• **DOCUMENT PASSAGE**
□ □ □

It is a life in which calendar pages are as disposable as the latest room service menu.

"It's kind of tough, bouncing around, but you talk to a lot of guys and they're going through the same thing," Morton said. "When you go to a team, you know a lot of the players already from playing summers and from going overseas.

"At first, it's difficult, but as you go on, it gets much easier."

But fast-breaking from Greece to South Dakota, or from Rochester to Belgium, in one week's time is never a gimme. Sometimes, a long, bumpy bus ride is easier to endure than trying to decide which is more exhausted, your body or your mind.

"A lot of times you feel like that," Morton said. "If you love the game as much as you think you do, after awhile, you sit down and relax and get ready to start another game.

"There are times when I think, 'Man, why can't I have a regular 9-to-5 job and be blessed with staying in one place instead of all of this traveling?' "

He acknowledges that giving it up has crossed his mind, but then the telephone rings and a voice in a distant city is offering a job, a contract, an opportunity .

And he packs the suitcase.

The most money Morton has made in a season, he said, is $70,000 for eight months in Belgium. During his first year in the CBA, the pay was only $450 to $500 a week but now it is much higher.

"You have players making between $1,500 and $2,000 a week now," said Morton, 27. "The money is good."

And sometimes, the games are better.

"He's a phenomenal scorer," Rapid City Coach Eric Musselman said. "He can post-up. I can play him anywhere from off-guard to power forward. . . .

"The thing people don't realize is how great his anticipation is on defense. He has great hands."

Musselman, who doubles as Rapid City's general manager, had been pursuing Morton for two years, ever since coaching him in a CBA All-Star game.

"You only have two practices before the All-Star game," Musselman said. "He was really easy to get along with and he understood the plays really well. He had no problem understanding our offensive sets.

"I played him more than anybody on the team."

Not only was Morton, 6 feet 5, a quick study, Musselman was impressed with his attitude.

"Guys get looked at by NBA scouts (at the All-Star game), and it's interesting how he accepted playing the power forward spot," Musselman said. "He's really an off-guard, and I thought he made a great sacrifice to play power forward."

Musselman finally acquired Morton last summer, only to learn that Morton already had made a commitment to play in Greece. But Morton was agreeable to joining Rapid City after the Greece season ended, and he arrived in early March.

A few days later, the team was en route in two vans to a game in Fargo, N.D., when the vehicle in which Morton was riding was hit from behind.

"We got to a stoplight and boom, a lady ran into us from behind," Morton said. "Eric got out and started talking to the lady, and she had no license, no insurance, and suddenly, she got back in her car and took off. The police caught her about two miles down the road."

Four players were taken to the hospital as a result of the accident, and Morton was wheeled away on a stretcher with lower back pains. He was back playing a few days later.

Then there was the time a few years ago when Morton was playing with San Jose, and the team bus ran into a car on the way to a game in Wichita Falls, Tex. The passenger was injured and the bus had to remain at the scene for a couple of hours.

The stories collect as quickly as the miles. Years pass, cities change, even countries change. One thing doesn't: Morton still has to lace up sneakers before reporting for work.

"I definitely think he could play in the NBA," said Musselman, who spent a season there himself as an assistant coach to his father, Bill, with the Timberwolves. "No question in my mind.

"I think it's all a matter of timing, being in the right place at the right time. Hopefully, this can lead him to where he will be watched by NBA people."

The right place at the right time? Morton has been to so many places, who can tell anymore?

□ □ □

• **TASK SET**
- 1) Rewrite the stretch of the basketball article from "And he packs" through "games are better.", changing "suitcase" to "duffel bag".
- 2) Answer these questions from the basketball article:
(a) What is the most money Morton has made in a season?
(b) Which city was the team driving to when Morton's van was hit from behind?
(c) How tall is Morton?
The lines after this are separate material and have no connection to the article.

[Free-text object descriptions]
□ □ □

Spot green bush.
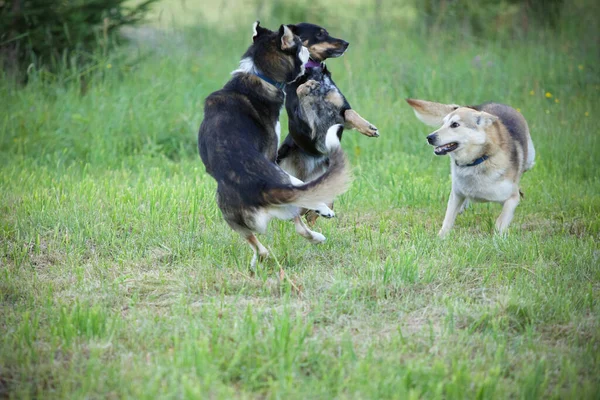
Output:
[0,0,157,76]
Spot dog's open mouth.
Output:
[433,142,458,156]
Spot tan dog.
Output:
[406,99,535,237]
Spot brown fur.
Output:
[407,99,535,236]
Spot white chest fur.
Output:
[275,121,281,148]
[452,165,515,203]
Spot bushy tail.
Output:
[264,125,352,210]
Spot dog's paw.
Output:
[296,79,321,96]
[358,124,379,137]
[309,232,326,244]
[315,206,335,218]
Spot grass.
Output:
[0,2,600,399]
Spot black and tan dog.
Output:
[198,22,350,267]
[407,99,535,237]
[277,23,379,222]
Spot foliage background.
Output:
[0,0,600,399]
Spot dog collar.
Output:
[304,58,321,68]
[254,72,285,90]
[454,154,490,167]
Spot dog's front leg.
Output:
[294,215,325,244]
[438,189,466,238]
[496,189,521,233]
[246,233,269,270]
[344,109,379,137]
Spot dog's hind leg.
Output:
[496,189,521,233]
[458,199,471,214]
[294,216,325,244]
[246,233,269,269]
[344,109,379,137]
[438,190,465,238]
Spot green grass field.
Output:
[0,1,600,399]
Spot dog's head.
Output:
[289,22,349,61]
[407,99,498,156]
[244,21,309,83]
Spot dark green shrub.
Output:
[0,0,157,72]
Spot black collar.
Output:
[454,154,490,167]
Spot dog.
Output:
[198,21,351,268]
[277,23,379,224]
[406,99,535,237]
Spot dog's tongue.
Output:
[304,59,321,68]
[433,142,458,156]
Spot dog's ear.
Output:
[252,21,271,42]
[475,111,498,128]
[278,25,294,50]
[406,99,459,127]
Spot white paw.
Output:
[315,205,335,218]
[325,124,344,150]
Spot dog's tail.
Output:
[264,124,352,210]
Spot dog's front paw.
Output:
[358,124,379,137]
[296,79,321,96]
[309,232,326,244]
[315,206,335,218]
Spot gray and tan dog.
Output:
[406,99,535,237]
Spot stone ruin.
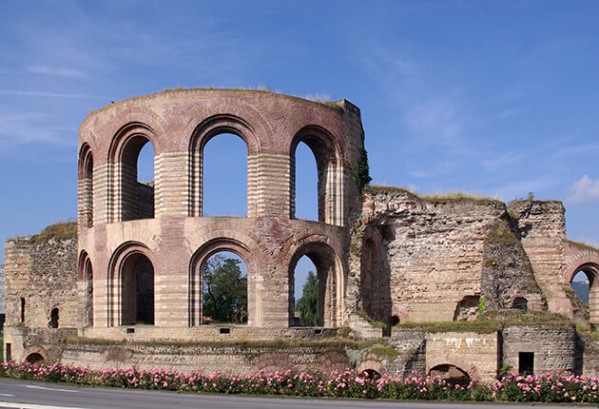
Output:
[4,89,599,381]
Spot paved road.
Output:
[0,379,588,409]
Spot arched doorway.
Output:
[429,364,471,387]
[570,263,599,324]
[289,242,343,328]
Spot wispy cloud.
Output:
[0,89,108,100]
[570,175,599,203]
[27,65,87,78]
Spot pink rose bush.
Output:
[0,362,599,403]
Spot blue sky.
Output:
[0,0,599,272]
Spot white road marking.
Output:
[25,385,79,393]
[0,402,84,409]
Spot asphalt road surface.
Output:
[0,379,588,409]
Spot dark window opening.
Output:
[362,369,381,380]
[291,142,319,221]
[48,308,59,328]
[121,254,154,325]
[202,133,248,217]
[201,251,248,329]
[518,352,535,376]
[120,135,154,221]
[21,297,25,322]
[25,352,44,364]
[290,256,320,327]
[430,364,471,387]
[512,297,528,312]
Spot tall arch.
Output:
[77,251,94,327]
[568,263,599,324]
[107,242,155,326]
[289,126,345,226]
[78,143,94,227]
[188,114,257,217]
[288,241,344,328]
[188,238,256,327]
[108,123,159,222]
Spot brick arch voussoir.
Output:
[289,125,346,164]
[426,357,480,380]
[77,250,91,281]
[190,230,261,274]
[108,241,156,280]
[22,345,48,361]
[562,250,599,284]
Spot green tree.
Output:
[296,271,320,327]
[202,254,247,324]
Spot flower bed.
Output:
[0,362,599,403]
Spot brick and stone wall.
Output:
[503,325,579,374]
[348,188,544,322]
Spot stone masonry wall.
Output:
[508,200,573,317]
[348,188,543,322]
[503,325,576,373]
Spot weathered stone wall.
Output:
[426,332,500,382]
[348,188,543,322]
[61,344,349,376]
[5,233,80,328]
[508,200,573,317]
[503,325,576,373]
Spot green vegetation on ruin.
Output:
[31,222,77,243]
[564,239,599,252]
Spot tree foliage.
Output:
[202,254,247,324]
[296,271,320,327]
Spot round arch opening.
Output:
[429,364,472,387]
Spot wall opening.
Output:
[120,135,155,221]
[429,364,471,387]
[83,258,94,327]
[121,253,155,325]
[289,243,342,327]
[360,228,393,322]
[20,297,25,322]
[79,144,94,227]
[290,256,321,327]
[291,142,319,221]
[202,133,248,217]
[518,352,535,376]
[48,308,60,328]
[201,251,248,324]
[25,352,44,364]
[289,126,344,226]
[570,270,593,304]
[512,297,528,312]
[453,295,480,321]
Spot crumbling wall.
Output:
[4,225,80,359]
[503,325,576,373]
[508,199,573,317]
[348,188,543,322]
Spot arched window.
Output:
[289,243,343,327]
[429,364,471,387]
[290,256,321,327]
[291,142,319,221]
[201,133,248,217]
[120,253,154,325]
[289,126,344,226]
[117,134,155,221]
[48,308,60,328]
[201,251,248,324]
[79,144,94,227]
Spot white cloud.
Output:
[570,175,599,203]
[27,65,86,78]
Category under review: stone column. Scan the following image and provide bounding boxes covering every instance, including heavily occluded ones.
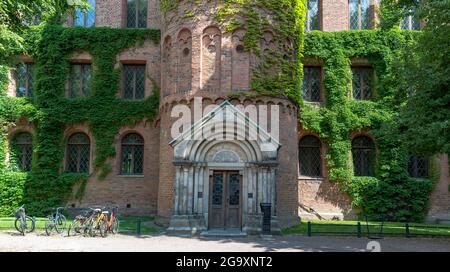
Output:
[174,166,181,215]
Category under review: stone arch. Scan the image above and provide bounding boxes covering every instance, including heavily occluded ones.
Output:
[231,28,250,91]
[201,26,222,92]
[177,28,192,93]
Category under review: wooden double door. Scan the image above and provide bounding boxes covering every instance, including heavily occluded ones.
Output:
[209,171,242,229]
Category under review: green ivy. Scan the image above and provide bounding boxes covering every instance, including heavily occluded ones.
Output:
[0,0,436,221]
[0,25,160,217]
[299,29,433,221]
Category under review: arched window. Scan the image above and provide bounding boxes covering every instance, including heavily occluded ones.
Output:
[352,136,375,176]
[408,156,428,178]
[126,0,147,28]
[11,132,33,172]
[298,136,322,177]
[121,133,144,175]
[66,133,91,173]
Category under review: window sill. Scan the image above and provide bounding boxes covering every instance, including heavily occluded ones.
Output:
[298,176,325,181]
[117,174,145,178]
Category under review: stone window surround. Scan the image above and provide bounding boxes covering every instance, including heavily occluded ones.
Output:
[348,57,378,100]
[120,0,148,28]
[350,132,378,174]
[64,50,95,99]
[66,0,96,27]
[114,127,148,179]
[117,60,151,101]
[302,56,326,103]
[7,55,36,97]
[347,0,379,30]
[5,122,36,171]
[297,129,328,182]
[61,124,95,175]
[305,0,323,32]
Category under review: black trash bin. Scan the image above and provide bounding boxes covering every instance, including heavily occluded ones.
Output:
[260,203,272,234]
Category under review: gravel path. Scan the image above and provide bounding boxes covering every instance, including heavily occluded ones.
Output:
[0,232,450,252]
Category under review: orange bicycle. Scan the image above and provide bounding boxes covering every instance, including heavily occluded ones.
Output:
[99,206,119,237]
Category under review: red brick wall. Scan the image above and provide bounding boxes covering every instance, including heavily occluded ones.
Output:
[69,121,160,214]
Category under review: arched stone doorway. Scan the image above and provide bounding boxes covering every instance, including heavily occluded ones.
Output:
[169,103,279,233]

□ □ □

• **ANSWER SECTION**
- 1)
And he packs the duffel bag.

The most money Morton has made in a season, he said, is $70,000 for eight months in Belgium. During his first year in the CBA, the pay was only $450 to $500 a week but now it is much higher.

"You have players making between $1,500 and $2,000 a week now," said Morton, 27. "The money is good."

And sometimes, the games are better.

- 2)
(a) $70,000, for eight months in Belgium
(b) Fargo, N.D.
(c) 6 feet 5